* [YOUR INSTRUCTIONS] Copy out in full every line in the data below that contains the word "tile".

* [GIVEN DATA]
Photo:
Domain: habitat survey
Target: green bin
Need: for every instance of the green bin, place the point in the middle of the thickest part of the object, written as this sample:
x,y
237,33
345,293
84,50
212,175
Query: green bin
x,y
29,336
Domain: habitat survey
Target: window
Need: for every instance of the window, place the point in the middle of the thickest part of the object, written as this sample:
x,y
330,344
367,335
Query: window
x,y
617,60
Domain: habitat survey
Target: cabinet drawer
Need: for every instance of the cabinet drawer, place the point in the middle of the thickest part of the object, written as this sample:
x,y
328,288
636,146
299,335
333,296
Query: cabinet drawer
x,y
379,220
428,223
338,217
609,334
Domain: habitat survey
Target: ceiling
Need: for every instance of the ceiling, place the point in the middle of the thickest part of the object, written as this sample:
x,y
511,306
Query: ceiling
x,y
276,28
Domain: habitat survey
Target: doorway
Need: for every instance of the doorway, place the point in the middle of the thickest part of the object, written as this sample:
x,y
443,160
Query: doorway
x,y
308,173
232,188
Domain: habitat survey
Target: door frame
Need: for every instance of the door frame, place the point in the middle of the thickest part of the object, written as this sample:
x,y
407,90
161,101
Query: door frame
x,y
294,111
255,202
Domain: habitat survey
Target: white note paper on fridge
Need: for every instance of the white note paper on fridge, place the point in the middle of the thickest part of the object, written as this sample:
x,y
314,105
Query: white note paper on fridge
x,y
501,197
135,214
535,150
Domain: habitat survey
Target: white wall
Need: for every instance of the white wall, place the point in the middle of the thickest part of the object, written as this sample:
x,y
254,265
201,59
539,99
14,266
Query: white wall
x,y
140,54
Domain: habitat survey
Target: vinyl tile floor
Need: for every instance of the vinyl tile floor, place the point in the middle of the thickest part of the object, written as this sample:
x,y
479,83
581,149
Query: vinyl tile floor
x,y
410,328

* [FINISHED EXERCISE]
Target: vinyl tile floor
Need: for every instance of the vinyl tile floor, place the point in the middle of the thickest part of the object, written as this sample:
Query: vinyl tile floor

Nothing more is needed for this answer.